> _REQUISITOS DE LA TAREA_
Muestra, sin modificarlas, todas las líneas de las entradas de abajo que contengan la cadena "white".

> _Ítems de una fuente de datos_
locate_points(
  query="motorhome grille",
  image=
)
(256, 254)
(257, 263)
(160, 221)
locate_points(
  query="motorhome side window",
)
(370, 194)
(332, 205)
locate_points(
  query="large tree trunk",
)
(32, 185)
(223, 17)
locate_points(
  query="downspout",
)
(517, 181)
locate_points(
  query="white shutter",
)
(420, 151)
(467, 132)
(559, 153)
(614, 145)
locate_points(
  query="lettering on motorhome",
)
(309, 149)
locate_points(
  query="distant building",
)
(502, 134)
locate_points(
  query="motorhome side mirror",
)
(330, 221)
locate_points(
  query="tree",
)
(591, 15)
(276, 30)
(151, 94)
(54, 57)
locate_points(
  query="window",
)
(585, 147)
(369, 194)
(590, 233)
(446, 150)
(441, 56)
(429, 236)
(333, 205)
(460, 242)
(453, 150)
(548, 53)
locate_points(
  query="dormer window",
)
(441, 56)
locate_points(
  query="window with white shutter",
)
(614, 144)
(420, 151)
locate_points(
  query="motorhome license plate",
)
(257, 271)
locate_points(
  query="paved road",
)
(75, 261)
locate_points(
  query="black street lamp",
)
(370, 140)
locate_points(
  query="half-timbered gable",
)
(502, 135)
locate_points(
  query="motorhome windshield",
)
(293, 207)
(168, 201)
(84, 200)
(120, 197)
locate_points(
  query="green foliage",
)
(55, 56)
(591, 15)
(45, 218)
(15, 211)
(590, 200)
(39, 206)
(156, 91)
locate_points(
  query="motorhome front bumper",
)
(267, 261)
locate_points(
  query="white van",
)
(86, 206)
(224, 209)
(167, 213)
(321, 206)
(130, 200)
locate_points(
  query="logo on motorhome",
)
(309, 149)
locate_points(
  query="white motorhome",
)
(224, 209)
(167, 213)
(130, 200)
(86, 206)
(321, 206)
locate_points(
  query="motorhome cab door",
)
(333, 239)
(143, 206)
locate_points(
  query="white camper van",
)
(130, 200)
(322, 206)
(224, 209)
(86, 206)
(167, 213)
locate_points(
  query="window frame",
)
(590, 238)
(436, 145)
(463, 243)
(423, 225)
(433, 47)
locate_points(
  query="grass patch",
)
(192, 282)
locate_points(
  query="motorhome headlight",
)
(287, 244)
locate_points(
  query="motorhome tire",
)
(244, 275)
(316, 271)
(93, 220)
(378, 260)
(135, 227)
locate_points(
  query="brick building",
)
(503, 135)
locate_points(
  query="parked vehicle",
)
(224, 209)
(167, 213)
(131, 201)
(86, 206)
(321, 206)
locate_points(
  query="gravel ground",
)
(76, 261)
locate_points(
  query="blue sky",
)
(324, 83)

> _RESPUESTA AL PROBLEMA_
  query="white shutter",
  query="window with white shutter",
  query="white van",
  query="white motorhome",
  query="white camper van",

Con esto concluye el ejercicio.